— AZIONI DA SVOLGERE —
1. In quali paesi la carne sintetica risulta già autorizzata, secondo il brano fornito?
2. Stabilisci se il brano fornito conferma ciascuna delle affermazioni seguenti, rispondendo sì o no e citando le parole decisive: (a) Ettore Prandini è presidente di Coldiretti; (b) secondo Prandini, la carne sintetica richiederebbe meno acqua dei tradizionali allevamenti; (c) il governo Meloni ha previsto sanzioni per chi non rispetta il divieto.
3. Trascrivi dal brano fornito il testo compreso tra "A suo dire non" e "sulla sua sicurezza.", estremi inclusi.

───── BRANO FORNITO

La carne sintetica, così come il latte, il pesce ed i mangimi sintetici, almeno per il momento, restano una mera utopia nel nostro Paese. Dopo la stretta imposta dal governo Meloni con tanto di sanzioni a carico di coloro che non rispetteranno il divieto di produrre e commercializzare alimenti e mangimi realizzati in laboratorio, il dibattito è rimasto comunque apertissimo.
L’alimentazione diventa oggetto di discussione di un tema molto caldo e che ha a che fare con il cambiamento climatico: come riuscire a far fronte a questo mutamento che inevitabilmente sta alterando l’ambiente in cui viviamo, così come l’economia, la società e la salute dell’uomo. Come affrontare questa importante sfida?
La carne sintetica, tra scetticismo e alternativa ecosostenibile

Attorno al tema della carne sintetica c’è molto scetticismo, soprattutto nel nostro Paese. Non a caso Ettore Prandini, presidente di Coldiretti, ha aspramente contestato il cibo in provetta ritenendo che le bugie create attorno ad esso confermerebbero “una strategia delle multinazionali che, con abili operazioni di marketing, puntano a modificare stili alimentari naturali fondati sulla qualità e la tradizione”.
A suo dire non si tratterebbe di vera carne, bensì di un “prodotto ingegnerizzato” che non produrrebbe alcun vantaggio per l’ambiente dal momento che richiederebbe un maggiore consumo di acque e di energia rispetto ai tradizionali allevamenti. Né aiuterebbe la salute umana in quanto non ci sarebbero garanzie sulla sua sicurezza.
Eppure nel resto del mondo le cose andrebbero diversamente. La carne coltivata rappresenta indubbiamente il più noto dei cibi sintetici e che sta prendendo sempre più piede. Malgrado lo stop in Italia, infatti, in altre parti del mondo le cose andrebbero diversamente. Negli Stati Uniti ed a Singapore, infatti, la carne sintetica è già autorizzata, nonostante lo scetticismo generale.

──────────
───── DATI ESTRATTI

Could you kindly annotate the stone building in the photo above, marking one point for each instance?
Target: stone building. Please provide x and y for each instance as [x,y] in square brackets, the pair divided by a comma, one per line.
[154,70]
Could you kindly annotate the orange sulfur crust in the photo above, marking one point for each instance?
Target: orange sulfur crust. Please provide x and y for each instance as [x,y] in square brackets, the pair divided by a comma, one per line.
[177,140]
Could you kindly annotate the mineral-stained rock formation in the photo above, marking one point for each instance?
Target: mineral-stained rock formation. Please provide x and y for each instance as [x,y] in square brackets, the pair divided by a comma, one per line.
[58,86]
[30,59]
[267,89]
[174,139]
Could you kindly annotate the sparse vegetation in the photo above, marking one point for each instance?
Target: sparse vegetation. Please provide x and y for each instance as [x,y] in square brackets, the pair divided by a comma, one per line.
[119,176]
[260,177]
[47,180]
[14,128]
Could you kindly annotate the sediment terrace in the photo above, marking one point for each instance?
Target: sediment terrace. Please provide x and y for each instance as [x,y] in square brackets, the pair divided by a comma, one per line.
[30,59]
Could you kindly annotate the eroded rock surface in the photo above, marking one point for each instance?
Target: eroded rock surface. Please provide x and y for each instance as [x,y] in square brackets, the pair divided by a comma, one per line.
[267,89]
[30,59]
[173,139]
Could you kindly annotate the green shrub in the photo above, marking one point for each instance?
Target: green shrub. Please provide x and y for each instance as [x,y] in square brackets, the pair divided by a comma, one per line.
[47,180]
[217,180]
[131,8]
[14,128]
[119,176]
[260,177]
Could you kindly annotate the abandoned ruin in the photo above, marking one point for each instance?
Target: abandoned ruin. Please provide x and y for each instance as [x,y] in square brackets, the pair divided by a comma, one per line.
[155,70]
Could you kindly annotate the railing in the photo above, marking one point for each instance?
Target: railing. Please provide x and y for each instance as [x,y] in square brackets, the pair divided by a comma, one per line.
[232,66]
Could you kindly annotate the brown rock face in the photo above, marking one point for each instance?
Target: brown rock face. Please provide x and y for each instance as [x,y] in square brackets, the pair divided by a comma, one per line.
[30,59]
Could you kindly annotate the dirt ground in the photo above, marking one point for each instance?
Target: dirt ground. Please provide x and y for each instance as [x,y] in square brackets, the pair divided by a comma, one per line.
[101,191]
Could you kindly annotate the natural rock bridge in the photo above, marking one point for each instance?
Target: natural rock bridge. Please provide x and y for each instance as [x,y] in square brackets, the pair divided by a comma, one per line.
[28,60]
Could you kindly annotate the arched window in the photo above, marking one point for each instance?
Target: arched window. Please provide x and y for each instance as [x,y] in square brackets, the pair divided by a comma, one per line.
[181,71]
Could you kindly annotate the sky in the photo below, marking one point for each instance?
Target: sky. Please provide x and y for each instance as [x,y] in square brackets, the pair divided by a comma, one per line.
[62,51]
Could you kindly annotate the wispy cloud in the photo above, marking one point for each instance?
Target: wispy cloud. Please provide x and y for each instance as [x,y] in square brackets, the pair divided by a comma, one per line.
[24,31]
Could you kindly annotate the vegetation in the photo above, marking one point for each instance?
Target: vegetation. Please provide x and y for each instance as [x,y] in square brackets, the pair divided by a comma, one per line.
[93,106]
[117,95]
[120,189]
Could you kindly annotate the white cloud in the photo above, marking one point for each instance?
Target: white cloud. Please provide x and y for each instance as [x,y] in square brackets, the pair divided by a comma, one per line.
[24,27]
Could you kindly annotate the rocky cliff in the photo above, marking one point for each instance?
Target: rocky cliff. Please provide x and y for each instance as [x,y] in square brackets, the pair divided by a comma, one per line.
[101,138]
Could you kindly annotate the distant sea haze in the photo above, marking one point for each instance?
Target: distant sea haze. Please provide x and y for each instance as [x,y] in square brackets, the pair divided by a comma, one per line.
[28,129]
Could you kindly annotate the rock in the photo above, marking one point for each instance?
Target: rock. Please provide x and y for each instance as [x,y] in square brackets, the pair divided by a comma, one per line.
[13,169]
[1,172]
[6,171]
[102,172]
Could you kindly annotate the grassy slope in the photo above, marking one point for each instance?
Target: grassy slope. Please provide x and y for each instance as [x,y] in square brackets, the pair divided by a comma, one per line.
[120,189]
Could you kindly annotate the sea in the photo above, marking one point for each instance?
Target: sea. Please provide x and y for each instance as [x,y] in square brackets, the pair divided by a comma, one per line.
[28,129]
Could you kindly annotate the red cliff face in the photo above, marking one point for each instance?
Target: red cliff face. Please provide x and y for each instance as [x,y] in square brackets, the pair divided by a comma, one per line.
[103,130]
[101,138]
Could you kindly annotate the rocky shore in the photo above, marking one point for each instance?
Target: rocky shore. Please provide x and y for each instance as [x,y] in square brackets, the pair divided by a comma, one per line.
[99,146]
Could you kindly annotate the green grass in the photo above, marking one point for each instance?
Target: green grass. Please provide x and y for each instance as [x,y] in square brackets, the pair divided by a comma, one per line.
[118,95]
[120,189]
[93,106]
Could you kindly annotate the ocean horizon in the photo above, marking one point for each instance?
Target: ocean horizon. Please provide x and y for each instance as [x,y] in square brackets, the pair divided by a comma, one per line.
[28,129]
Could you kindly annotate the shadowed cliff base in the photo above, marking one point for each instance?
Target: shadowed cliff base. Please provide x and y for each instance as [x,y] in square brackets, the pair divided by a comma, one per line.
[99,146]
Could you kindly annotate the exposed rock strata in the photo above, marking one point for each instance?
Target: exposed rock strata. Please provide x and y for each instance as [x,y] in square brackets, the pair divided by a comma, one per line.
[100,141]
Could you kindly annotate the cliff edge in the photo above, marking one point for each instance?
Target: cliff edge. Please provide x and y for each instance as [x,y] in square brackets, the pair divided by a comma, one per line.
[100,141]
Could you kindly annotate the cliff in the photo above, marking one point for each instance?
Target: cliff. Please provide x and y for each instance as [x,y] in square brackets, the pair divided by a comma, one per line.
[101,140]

──────────

— LE RISPOSTE —
1. Negli Stati Uniti e a Singapore.

2.
(a) Sì: «Ettore Prandini, presidente di Coldiretti».
(b) No: «richiederebbe un maggiore consumo di acque e di energia rispetto ai tradizionali allevamenti».
(c) Sì: «con tanto di sanzioni a carico di coloro che non rispetteranno il divieto».

3.
A suo dire non si tratterebbe di vera carne, bensì di un “prodotto ingegnerizzato” che non produrrebbe alcun vantaggio per l’ambiente dal momento che richiederebbe un maggiore consumo di acque e di energia rispetto ai tradizionali allevamenti. Né aiuterebbe la salute umana in quanto non ci sarebbero garanzie sulla sua sicurezza.